→ What is expected:
In the kit description, at what concentration is the qPCR master mix supplied?

→ Source extract:
The kit allows efficient cDNA synthesis and Real-Time PCR in a single tube. The kit includes a qPCR master mix supplied in a 2X concentration to perform real-time PCR.
The kit also contains one set of primers and fluorescent probes to differentiate between SARS-CoV-2 and SARS-CoV (or bat SARS related CoV) and a positive control (PTC) and negative control (NTC). The positive control is supplied to demonstrate that the PCR amplification is working efficiently with the supplied components. To confirm absence of contamination, a negative control reaction should be included every time the kit is used.
Immunofluorescence ELISAs are reported to inconsistently detect antibodies produced against viruses before day 10 or 20 after the onset of symptoms respectively source. Therefore, although these methods are useful when tracking the course of infection, they are less accurate at detecting infection at early stages. In contrast PCR-based assays such as RT-qPCR are more accurate and have the potential to detect infection at an earlier stage. Earlier detection of infection may provide potential for the implementation of therapeutic measures or interventions, such as quarantine, and these measures may reduce the risk of person-to-person transmission source.

→ Segmentation mask data:

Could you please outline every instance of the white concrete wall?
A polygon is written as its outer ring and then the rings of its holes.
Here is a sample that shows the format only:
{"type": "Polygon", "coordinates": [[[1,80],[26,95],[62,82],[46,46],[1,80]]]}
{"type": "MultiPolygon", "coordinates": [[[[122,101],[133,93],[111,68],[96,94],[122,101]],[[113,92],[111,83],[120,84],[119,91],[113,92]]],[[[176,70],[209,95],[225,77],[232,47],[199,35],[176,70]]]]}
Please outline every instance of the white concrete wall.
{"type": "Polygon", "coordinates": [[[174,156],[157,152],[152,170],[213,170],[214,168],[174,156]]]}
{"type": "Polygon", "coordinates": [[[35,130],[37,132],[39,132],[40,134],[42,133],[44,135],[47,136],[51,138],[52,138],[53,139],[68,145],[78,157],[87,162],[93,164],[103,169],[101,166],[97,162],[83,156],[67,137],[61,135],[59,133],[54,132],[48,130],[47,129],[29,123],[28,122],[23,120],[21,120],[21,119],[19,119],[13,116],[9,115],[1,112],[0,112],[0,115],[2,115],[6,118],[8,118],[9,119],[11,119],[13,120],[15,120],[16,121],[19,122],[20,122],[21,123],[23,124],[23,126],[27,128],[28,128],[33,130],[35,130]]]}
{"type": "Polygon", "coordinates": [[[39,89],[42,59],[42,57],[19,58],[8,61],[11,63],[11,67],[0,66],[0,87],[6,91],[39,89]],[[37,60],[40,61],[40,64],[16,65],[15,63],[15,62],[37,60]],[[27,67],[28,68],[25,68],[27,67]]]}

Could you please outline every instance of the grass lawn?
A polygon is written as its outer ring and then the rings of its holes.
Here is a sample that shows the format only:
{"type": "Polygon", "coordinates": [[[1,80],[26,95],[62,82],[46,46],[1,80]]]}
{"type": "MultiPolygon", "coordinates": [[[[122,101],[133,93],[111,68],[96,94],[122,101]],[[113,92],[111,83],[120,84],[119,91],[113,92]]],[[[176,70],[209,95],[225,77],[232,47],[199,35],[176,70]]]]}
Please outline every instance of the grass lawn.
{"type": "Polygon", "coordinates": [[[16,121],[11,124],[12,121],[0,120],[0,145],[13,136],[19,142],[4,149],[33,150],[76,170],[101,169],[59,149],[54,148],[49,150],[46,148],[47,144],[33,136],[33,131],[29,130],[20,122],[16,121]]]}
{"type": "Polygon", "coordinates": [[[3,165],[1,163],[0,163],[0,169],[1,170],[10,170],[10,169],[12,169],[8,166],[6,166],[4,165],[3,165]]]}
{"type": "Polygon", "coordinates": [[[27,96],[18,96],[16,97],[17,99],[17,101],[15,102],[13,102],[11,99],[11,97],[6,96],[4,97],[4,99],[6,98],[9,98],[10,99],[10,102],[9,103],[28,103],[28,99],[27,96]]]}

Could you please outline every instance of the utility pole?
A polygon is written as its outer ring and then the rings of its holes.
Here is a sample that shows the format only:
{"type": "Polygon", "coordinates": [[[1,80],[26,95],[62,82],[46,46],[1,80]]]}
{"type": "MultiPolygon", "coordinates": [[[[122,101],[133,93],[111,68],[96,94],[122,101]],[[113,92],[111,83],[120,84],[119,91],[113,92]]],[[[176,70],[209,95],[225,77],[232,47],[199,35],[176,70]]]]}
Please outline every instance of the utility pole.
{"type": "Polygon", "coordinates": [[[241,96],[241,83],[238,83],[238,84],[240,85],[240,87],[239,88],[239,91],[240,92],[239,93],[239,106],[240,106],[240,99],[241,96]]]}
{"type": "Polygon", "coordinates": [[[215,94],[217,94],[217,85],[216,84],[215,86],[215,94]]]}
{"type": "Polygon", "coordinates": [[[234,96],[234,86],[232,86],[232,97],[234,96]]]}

→ Answer to this problem:
2X